In simple terms, applications are deployed to the satellite, a time window is scheduled to run the applications, and the output is downloaded to AWS S3. Applications have access to satellite hardware and telemetry.

Everything happens as time windows on a schedule. The schedule holds all upcoming contact windows with the ground (and other satellites), and all reservation windows made by users. Users reserve specific hardware over a time window on a satellite. The schedule is synchronized with the satellite at each contact.

The satellite bus is managed and monitored by the Spire Operations Team. Users are not expected to manage or monitor the health of the various systems (batteries, solar, ADCS, station-keeping, faults etc.) as this is provided by Spire.



  1. Develop code to run on the satellite
  2. Deploy applications and data to the satellite
  3. Schedule application to run at a specific time window
  4. Wait for window to complete & results downloaded
  5. Analyze received data

Execution Environment

The satellite hosts multiple Linux computers ("payloads") with each managing specific hardware (e.g. cameras, transceivers or GPUs). Spire provides a persistent isolated execution environment for the user to upload files to and run applications. An output provides a way to downlink files. A local agent provides a REST API to interact with the satellite bus (e.g. for telemetry or attitude control), as well as an SDK. It is documented there.

Satellite Bus

The satellite bus is a broad name given to the many systems on the satellite that support a users activities. Spire maintains the satellite bus, which includes powering systems on and off, charging batteries, station-keeping, communicating with the ground (and other satellites), running the schedule, and executing user applications on the payloads.

◆ GIVEN ENTRIES
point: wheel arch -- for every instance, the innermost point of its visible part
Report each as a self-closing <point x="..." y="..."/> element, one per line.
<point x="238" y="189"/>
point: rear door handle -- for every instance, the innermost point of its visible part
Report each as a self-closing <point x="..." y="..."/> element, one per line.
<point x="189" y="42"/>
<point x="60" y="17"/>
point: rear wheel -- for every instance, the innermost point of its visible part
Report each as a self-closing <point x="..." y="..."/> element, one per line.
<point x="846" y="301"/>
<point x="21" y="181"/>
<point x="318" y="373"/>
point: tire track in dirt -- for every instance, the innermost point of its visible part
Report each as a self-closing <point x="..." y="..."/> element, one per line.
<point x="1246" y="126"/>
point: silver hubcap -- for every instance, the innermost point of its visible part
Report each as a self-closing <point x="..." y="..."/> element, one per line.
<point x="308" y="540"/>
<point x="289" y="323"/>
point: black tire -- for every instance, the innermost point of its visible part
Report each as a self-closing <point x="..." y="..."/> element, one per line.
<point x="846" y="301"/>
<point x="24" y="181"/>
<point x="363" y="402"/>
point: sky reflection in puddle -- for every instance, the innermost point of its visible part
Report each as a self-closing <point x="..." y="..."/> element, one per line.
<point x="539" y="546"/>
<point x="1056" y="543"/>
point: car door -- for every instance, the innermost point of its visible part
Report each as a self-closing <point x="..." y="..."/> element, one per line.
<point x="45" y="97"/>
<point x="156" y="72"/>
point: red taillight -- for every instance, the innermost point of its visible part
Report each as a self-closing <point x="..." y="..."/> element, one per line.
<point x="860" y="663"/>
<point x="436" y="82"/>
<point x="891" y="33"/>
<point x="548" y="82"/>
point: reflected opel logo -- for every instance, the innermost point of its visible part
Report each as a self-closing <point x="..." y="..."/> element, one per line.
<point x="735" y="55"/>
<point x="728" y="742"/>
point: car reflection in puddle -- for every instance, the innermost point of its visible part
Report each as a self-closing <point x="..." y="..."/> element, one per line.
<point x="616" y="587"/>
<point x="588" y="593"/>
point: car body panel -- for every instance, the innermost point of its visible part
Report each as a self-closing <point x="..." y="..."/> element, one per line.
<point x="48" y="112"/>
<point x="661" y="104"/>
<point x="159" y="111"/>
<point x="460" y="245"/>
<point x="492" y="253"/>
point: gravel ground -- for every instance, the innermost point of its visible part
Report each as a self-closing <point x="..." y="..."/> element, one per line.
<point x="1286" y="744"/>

--

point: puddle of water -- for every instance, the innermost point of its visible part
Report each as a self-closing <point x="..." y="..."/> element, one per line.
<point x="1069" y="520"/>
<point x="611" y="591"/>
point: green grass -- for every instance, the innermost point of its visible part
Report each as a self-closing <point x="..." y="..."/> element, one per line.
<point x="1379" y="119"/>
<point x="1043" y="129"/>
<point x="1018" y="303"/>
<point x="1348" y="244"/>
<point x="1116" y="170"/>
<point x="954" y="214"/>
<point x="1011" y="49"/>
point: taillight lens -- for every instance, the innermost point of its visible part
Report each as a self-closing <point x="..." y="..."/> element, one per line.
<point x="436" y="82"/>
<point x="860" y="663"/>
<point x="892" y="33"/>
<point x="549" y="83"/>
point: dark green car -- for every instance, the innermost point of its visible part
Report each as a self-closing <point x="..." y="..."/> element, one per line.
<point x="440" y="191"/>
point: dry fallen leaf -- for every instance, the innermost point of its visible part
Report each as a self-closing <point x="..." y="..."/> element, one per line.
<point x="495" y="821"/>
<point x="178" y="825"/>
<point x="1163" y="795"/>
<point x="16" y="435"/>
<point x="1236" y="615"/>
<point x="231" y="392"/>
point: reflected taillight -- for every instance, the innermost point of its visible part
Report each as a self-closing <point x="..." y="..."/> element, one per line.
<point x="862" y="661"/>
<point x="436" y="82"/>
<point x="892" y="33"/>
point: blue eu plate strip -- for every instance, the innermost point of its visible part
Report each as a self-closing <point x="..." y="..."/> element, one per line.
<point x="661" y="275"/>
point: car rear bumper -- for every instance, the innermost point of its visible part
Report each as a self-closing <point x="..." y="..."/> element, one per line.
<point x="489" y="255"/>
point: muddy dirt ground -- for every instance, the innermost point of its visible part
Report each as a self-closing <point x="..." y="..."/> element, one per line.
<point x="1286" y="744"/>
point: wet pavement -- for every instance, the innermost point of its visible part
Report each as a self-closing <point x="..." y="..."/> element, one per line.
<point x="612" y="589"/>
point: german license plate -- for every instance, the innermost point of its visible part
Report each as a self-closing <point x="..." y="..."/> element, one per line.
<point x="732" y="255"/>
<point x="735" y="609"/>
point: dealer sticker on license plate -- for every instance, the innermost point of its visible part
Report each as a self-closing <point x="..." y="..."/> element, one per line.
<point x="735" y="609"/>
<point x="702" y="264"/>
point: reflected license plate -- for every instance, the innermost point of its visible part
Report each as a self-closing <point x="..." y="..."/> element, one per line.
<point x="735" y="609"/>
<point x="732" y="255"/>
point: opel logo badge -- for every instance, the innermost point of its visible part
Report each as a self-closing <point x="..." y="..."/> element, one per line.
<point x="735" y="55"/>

==

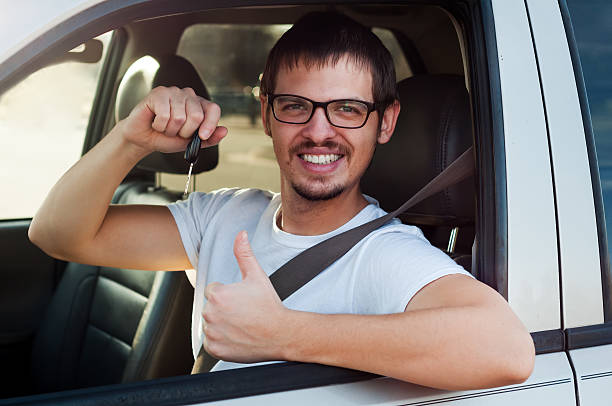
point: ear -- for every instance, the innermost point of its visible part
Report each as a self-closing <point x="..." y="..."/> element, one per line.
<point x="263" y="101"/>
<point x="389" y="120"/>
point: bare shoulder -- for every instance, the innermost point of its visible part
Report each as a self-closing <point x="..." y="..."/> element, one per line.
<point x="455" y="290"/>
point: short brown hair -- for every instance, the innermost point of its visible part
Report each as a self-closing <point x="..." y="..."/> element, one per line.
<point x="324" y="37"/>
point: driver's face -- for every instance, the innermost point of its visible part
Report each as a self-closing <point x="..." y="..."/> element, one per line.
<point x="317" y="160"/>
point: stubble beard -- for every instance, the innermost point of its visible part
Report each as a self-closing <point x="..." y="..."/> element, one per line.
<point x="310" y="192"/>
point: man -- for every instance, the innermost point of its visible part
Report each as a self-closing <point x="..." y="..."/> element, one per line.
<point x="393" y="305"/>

◆ PROBLEM SET
1 – Decide whether each statement agrees with the passage on running applications on Spire satellites: (a) Users must monitor the health of the satellite's batteries. (b) The schedule is synchronized with the satellite at each contact. (c) Application output is downloaded to AWS S3. Answer each with yes or no, quoting the words of the passage that decide it.
2 – Continue the passage on running applications on Spire satellites, picking up after its final sentence.
The records have no connection to the passage on running applications on Spire satellites.

◆ THE RESULTS
1 –
(a) No: "Users are not expected to manage or monitor the health of the various systems (batteries, solar, ADCS, station-keeping, faults etc.) as this is provided by Spire."
(b) Yes: "The schedule is synchronized with the satellite at each contact."
(c) Yes: "the output is downloaded to AWS S3."

2 –
A window is a reserved period of time on a specific satellite for an activity. Windows are placed in the schedule. Different window types reserve different hardware and require exclusive access to different things, e.g. attitude control. User reservations are represented as types of windows too.

Contact Windows

A contact is a type of window created by Spire, and is a one or two-way radio transmission between a satellite and a ground-station, or between two satellites (inter-satellite links). The purpose of a contacts is broad, but includes time for maintenance, schedule synchronization and the transfer of data, logs and telemetry. Spire schedules contacts for its exclusive use - user code is not made aware of these contacts. Users may schedule their own contacts between satellites (ISL), but not between a satellite and ground station.

Payload Windows

Each payload type (e.g. SDR, SABERTOOTH or IPI) has a corresponding window to execute applications in. Users schedule payload windows via the Tasking API.

Lease Windows

A lease is the reservation of a system over the time window. LEASE_ISL creates an inter-satellite-link between 2 satellites for the excusive use of the user's payloads. LEASE_ADCS passes attitude control to user code running on the payloads.

Satellite Schedule

The list of windows for each satellite is held in a schedule. The schedule contains all windows, both for contacts created by Spire and for user activities. The schedule is synchronized with the satellite at each contact. The schedule can be queried with the GET /windows API endpoint.

Scheduling Time on a Payload

A window is inserted into the schedule with the Tasking API. The window type controls what payload is reserved. A window accepts attitude control information to enable directional control of antennas, apertures, cameras etc.

Uploading Files

The Tasking API provides an upload endpoint for up-linking files to a specific satellite payload. Files are cached on the ground and queued for upload at subsequent contacts, managed by Spire. Uplink bandwidth is limited. For larger files and installations Spire recommends the files be flight-flashed to the payload prior to launch.

Flight Flash

Flight-flash is the process of creating and flashing disk images onto the payloads file systems prior to launch. This is often a good time for large user applications to be installed, e.g. machine learning models or frameworks like Python or TensorFlow.

Downloading Files

Any files found in the /outbox directory on a payload at the end of a window will be transferred off the payload by the satellite bus and queued for download to AWS S3.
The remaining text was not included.